- _Exercise objective_: Extract the listing in its entirety, keeping each line identical to the original.

- _Supplied data_:
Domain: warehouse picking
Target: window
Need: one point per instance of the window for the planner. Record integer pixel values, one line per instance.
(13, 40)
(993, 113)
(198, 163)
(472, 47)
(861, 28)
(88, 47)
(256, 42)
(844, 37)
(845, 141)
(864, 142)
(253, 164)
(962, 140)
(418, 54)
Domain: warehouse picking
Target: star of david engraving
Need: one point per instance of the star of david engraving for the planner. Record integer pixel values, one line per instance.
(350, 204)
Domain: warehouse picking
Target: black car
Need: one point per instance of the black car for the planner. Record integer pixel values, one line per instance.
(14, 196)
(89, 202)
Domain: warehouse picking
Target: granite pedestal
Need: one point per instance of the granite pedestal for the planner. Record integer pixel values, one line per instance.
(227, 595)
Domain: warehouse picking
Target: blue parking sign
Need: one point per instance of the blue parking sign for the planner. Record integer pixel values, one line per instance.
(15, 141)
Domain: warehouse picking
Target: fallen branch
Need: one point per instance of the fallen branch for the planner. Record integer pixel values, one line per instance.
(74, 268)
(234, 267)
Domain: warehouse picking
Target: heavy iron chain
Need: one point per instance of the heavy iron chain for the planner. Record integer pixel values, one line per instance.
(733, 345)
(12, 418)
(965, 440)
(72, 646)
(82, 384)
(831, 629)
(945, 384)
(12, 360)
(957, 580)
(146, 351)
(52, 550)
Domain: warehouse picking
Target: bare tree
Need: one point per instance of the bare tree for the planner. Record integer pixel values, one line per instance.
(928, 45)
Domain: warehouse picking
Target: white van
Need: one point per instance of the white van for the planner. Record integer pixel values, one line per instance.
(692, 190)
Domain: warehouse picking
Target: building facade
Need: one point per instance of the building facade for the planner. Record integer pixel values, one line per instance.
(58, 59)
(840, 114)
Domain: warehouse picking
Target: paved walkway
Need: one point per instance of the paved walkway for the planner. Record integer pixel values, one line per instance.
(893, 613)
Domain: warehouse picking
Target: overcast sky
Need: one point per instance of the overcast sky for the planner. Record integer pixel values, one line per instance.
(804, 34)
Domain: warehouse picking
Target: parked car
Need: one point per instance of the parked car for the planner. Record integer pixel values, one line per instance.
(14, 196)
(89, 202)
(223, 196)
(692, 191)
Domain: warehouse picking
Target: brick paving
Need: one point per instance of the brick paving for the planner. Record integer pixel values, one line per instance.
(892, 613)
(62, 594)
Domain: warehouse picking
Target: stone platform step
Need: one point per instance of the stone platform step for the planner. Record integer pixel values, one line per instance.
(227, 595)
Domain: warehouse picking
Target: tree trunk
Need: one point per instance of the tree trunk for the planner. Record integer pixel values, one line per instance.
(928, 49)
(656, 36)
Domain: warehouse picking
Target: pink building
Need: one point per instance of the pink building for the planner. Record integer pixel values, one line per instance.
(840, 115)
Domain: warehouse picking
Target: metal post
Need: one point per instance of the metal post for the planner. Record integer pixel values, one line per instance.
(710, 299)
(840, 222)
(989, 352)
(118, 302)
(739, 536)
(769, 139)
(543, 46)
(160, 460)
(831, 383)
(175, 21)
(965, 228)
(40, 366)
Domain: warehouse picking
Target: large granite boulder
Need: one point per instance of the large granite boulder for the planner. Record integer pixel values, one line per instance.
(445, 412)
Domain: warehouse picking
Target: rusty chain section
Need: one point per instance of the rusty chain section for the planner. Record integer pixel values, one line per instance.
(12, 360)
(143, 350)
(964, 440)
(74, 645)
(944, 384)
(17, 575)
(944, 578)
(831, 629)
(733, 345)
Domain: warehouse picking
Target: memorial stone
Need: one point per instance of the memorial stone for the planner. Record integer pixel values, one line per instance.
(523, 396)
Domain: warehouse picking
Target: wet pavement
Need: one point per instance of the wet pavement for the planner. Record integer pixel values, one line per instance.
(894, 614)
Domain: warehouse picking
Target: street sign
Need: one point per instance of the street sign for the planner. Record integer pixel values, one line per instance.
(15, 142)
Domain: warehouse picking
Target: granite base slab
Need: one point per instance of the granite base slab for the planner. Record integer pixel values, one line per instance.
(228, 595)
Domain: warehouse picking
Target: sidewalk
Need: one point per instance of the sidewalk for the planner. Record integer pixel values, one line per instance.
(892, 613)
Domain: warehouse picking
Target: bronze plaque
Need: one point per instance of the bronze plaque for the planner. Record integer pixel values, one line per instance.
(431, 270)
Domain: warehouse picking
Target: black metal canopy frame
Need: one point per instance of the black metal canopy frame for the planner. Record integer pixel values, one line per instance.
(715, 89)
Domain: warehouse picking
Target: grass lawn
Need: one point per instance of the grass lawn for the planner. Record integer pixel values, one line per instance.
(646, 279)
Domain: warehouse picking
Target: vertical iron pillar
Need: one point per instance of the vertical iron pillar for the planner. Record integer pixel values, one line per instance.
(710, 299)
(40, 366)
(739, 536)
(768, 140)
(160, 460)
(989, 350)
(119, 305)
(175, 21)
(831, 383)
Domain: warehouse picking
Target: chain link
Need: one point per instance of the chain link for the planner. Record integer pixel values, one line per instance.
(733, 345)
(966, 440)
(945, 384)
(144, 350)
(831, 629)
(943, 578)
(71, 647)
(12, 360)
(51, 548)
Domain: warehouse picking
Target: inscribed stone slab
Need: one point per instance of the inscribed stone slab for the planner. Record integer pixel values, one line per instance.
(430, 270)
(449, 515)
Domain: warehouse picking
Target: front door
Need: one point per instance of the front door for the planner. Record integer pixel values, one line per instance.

- _Response to the task_:
Domain: warehouse picking
Target: window
Need: one point per instance of the window for the planner. Record integer pixel values, one line per instance.
(13, 40)
(993, 113)
(198, 163)
(472, 47)
(861, 28)
(88, 47)
(256, 42)
(844, 37)
(845, 141)
(864, 142)
(253, 164)
(962, 140)
(418, 54)
Domain: warehouse picking
Target: star of david engraving
Need: one point per instance of the star of david engraving for the planner. Record integer pixel values, one line per instance.
(350, 204)
Domain: warehouse picking
Target: black car
Need: one point per instance of the black car for the planner. Record integer pixel values, one line per instance.
(14, 196)
(89, 202)
Domain: warehouse picking
Target: granite pedestal
Need: one point per instance of the granite pedestal for the planner. Record integer pixel values, one line per instance.
(227, 595)
Domain: warehouse picking
Target: blue parking sign
Need: one point per instance of the blue parking sign for the planner. Record integer pixel values, one line per instance.
(15, 141)
Domain: warehouse picking
Target: fallen branch
Need: one point per instance of the fallen branch for the planner. Record integer pixel values, one line per instance.
(74, 268)
(234, 267)
Domain: warehouse picking
Target: heavy iron chain
Need: one point per instance of the heavy iron chain for the planner. Record integer pixel values, one line per instance.
(733, 345)
(12, 418)
(965, 440)
(72, 646)
(82, 384)
(831, 629)
(945, 384)
(12, 360)
(957, 580)
(146, 351)
(52, 550)
Domain: warehouse picking
Target: bare tree
Need: one point per instance of the bare tree for the planner. Record integer pixel values, one line per instance.
(928, 45)
Domain: warehouse picking
Target: white van
Need: one point per instance of the white van for the planner. Record integer pixel values, one line per instance.
(692, 190)
Domain: warehouse picking
Target: building facade
Need: one point per instance of the building facade for the planner. Record integer pixel values, one line per instance.
(58, 59)
(840, 114)
Domain: warehouse picking
Target: paved walkway
Need: one point per instance of the paved walkway for the planner. Record integer pixel values, one line per instance.
(893, 613)
Domain: warehouse picking
Target: overcast sky
Need: one point per instance of the overcast sky for the planner. Record integer pixel values, one line per instance.
(804, 34)
Domain: warehouse picking
Target: parked car
Need: one point per instance of the parked car for the planner. Record integer pixel values, one line per instance.
(14, 196)
(89, 202)
(223, 196)
(692, 191)
Domain: warehouse picking
Target: brick paving
Need: one point per instance of the brick paving for the planner. Record integer pixel values, one line per instance.
(892, 613)
(62, 594)
Domain: warehouse picking
Target: stone platform step
Need: one point per instance of the stone platform step for the planner. Record integer pixel values, one line per instance.
(227, 595)
Domain: warehouse picking
Target: tree trunk
Need: one point per instance of the tree trunk for the planner. Record integer pixel values, one line per instance.
(928, 49)
(656, 36)
Domain: warehouse picking
Target: pink building
Need: one point per instance of the pink building for the planner. Record integer pixel values, one line per instance.
(840, 115)
Domain: warehouse picking
Target: metal post
Need: one point per instance of the metal post for the planner. Record integer pixel values, one line per instance.
(710, 299)
(840, 222)
(989, 352)
(118, 302)
(739, 536)
(769, 139)
(543, 46)
(160, 460)
(831, 383)
(175, 21)
(965, 228)
(40, 366)
Domain: warehouse picking
Target: large granite boulder
Need: one point per instance of the large granite boulder for the planner. Record integer pixel values, one line per instance.
(445, 412)
Domain: warehouse picking
Target: rusty chain section
Need: one point per instance of the rusty chain section for the planner. Record integer pixel values, one line per instance.
(12, 360)
(143, 350)
(964, 440)
(74, 645)
(944, 384)
(17, 575)
(944, 578)
(831, 629)
(733, 345)
Domain: warehouse picking
Target: memorial stone
Need: one point per instance of the memorial stone for the planner. Record integer pixel values, one line per instance.
(523, 396)
Domain: warehouse picking
Target: wet pavement
Need: one point per instance of the wet pavement for the planner. Record integer pixel values, one line per instance.
(894, 614)
Domain: warehouse picking
Target: street sign
Need: one point per instance of the street sign for the planner. Record integer pixel values, one line per instance.
(15, 142)
Domain: warehouse picking
Target: granite base slab
Need: one point per instance of the granite base slab for the planner. Record integer pixel values, one line per instance.
(228, 595)
Domain: warehouse picking
Target: sidewalk
Need: one point per instance of the sidewalk for the planner. Record integer pixel values, one line per instance.
(892, 613)
Domain: warehouse picking
Target: bronze plaque
Need: one point per instance of the bronze plaque for the planner. Record integer pixel values, one line per instance.
(431, 270)
Domain: warehouse picking
Target: black metal canopy frame
Need: one point per instance of the black metal canopy frame for the planner. Record integer pixel values, one line per instance.
(715, 89)
Domain: warehouse picking
Target: grass lawn
Need: one point per instance of the grass lawn for the planner. Record integer pixel values, one line per instance.
(646, 279)
Domain: warehouse picking
Target: vertical iron pillar
Need: one point per instance of the vertical iron pillar for the planner. Record integer pixel values, one line per instance.
(710, 299)
(40, 366)
(739, 536)
(768, 140)
(160, 460)
(989, 350)
(119, 305)
(175, 21)
(831, 383)
Domain: warehouse picking
Target: chain link
Need: one point per instance of the chain link for the planner. Record integer pixel values, one line per instance.
(733, 345)
(966, 440)
(945, 384)
(144, 350)
(831, 629)
(943, 578)
(71, 647)
(12, 360)
(51, 548)
Domain: warehouse picking
Target: inscribed stone slab
Need: one point per instance of the inscribed stone slab for the planner. Record integer pixel values, one line per instance.
(430, 270)
(449, 515)
Domain: warehouse picking
Target: front door
Need: one point per instance of the front door for the planner. Record integer pixel values, one line per instance.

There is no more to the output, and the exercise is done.